▸ **Task requirements**: Reproduce, word for word, the stretch of the items from the line containing "Find the burnt" through the final line of the items.

▸ **Provided material**:
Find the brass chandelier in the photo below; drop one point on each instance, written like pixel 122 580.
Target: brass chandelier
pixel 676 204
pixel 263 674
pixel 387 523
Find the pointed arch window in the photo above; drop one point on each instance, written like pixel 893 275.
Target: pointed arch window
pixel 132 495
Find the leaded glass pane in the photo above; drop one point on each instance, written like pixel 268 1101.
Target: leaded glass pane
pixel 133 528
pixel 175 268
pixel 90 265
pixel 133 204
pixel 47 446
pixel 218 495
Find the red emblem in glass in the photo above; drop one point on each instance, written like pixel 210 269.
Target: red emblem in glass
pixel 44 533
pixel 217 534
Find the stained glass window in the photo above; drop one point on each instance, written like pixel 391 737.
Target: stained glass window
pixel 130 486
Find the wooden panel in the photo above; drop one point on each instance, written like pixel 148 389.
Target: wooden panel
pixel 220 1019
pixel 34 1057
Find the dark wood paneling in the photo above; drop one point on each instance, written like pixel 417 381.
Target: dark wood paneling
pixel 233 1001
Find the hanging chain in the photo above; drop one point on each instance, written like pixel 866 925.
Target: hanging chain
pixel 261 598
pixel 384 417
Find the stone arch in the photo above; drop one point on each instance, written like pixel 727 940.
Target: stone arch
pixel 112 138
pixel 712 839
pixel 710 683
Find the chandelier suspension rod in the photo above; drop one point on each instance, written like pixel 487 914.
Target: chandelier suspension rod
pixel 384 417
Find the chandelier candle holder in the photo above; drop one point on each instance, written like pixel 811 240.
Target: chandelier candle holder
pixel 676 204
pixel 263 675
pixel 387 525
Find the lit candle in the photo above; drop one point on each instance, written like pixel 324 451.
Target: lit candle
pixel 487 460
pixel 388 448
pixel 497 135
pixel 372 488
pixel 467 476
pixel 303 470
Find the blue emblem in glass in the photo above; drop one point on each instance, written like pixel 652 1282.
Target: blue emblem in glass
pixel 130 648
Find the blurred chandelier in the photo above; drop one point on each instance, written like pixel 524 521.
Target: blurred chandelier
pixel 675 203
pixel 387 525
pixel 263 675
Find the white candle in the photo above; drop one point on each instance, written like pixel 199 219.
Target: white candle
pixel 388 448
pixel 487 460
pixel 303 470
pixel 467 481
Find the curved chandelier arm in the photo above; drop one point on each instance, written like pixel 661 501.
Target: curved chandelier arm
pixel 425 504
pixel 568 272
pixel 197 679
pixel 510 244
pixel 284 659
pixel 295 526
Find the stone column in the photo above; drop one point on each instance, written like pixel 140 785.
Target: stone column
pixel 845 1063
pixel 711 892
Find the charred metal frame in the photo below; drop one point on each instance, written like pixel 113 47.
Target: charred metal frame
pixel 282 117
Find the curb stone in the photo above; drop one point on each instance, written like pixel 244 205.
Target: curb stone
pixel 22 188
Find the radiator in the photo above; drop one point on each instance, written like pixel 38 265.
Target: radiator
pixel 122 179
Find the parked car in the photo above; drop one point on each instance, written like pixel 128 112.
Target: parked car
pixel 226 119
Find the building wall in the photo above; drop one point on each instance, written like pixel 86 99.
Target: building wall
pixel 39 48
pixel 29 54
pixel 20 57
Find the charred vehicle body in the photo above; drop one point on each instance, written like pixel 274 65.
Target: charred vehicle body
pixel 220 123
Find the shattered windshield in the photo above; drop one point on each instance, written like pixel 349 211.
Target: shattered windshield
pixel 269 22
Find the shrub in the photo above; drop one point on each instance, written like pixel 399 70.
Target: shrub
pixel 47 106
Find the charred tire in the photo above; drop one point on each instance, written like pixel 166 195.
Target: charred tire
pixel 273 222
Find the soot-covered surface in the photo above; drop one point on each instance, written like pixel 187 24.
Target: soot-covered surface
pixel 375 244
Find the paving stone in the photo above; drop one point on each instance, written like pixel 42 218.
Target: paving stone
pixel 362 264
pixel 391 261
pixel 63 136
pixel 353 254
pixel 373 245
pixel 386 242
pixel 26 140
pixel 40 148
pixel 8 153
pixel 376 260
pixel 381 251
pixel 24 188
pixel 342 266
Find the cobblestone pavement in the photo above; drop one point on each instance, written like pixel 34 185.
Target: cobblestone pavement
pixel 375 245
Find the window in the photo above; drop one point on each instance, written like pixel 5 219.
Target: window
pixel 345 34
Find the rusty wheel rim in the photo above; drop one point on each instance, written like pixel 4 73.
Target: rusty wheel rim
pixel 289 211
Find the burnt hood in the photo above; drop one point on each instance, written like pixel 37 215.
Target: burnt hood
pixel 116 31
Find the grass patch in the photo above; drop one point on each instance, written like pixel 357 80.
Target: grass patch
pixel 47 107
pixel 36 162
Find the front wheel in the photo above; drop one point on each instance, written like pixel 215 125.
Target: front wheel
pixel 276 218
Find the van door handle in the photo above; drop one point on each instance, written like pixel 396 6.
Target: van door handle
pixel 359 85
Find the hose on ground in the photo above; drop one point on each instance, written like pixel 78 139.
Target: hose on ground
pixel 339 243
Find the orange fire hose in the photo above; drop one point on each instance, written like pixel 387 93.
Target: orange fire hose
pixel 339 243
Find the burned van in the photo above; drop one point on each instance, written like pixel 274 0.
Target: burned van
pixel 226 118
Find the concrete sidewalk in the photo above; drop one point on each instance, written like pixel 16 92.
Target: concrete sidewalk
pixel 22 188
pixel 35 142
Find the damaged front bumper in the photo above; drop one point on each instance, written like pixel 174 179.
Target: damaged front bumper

▸ **Completed task**:
Find the burnt hood in the photo above; drop one point on each instance, written like pixel 37 215.
Target: burnt hood
pixel 116 31
Find the grass patch in the photo above; drop one point on each instance, written like pixel 357 80.
Target: grass patch
pixel 47 107
pixel 36 162
Find the front wheel in the photo above; drop one point on each instance, written like pixel 215 125.
Target: front wheel
pixel 276 218
Find the van door handle in the photo above; drop one point on each instance, written like pixel 396 6.
Target: van door handle
pixel 359 85
Find the hose on ground in the photo above; drop one point on each instance, written like pixel 78 139.
Target: hose on ground
pixel 339 243
Find the orange fire hose in the photo above; drop one point on each instance, written like pixel 387 93.
Target: orange fire hose
pixel 339 243
Find the burned van in the photo above; drop one point on each instance, written like pixel 274 0.
Target: burned van
pixel 226 118
Find the concrete sidewalk in the photo above; drop one point on each instance, written like pixel 16 92.
Target: concrete sidewalk
pixel 22 188
pixel 35 142
Find the damaged front bumper in the photo above; drop one point on each instance, written like pixel 174 179.
Target: damaged front bumper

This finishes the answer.